[What is being asked]:
According to the harmful content analysis text, what is the maximum index size of WhatIsInMyBigData?

[Source document]:
Harmful Content Analysis

Multilingual Harmful Vocabulary Statistics

LanguageWeaponized Words (Million)LDNOOBW (Million)
English1,245.8661.6
French16.8202.5
German9.914.9
Italian1.618.5

Common chemical substances (e.g., glycerin, nitric acid) appear with extremely high frequency, while specialized chemical weapons synthesis terminology also shows significant presence in non-English languages, highlighting the importance of multilingual data curation.

Existing LLM Data Analysis Tools

  1. Data Portraits: Uses approximate membership inference to reduce computational costs
  2. Statistical Sampling Methods: Such as Luccioni et al.'s analysis of 1% of Common Crawl
  3. Small-Scale Dataset Tools: HuggingFace's Data Measurements, Google's Know Your Data

Large-Scale Indexing Systems

  1. WhatIsInMyBigData: Maximum index of 1.4T tokens (RedPajama)

[Data for grounding objects from natural-language descriptions]
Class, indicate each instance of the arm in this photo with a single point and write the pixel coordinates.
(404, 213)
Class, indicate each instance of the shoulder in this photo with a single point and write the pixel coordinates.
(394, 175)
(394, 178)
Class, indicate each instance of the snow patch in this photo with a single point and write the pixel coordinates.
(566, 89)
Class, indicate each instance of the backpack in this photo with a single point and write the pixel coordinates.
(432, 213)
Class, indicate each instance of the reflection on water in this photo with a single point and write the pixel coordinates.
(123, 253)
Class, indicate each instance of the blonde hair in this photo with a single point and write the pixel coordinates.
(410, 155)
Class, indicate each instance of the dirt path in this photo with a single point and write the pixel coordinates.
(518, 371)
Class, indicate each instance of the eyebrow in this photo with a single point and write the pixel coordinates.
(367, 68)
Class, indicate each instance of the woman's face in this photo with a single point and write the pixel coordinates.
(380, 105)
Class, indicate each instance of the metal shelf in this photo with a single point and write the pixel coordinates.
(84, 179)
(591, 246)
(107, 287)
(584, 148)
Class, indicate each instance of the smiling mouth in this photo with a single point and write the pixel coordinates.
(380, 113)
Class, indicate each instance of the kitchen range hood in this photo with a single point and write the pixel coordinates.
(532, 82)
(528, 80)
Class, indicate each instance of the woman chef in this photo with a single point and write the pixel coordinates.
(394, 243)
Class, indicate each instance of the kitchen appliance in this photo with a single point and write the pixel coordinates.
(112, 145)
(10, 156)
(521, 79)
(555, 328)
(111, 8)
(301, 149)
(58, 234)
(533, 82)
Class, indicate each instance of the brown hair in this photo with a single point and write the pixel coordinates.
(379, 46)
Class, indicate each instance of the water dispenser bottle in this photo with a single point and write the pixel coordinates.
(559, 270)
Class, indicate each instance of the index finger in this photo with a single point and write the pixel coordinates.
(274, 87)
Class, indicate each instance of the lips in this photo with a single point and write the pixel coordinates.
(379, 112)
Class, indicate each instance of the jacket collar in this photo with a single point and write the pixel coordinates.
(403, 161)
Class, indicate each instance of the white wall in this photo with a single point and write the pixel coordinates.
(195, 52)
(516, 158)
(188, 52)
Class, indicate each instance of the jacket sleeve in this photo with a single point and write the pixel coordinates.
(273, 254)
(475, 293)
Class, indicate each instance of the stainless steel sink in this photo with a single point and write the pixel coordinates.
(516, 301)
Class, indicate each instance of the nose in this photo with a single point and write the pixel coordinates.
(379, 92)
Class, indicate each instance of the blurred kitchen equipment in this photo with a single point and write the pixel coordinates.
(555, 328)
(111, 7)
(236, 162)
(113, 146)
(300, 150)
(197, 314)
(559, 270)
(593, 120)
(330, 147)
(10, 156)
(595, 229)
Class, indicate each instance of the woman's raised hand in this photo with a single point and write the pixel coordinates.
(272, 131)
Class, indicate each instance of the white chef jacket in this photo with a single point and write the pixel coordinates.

[Exercise result]:
1.4T tokens (RedPajama).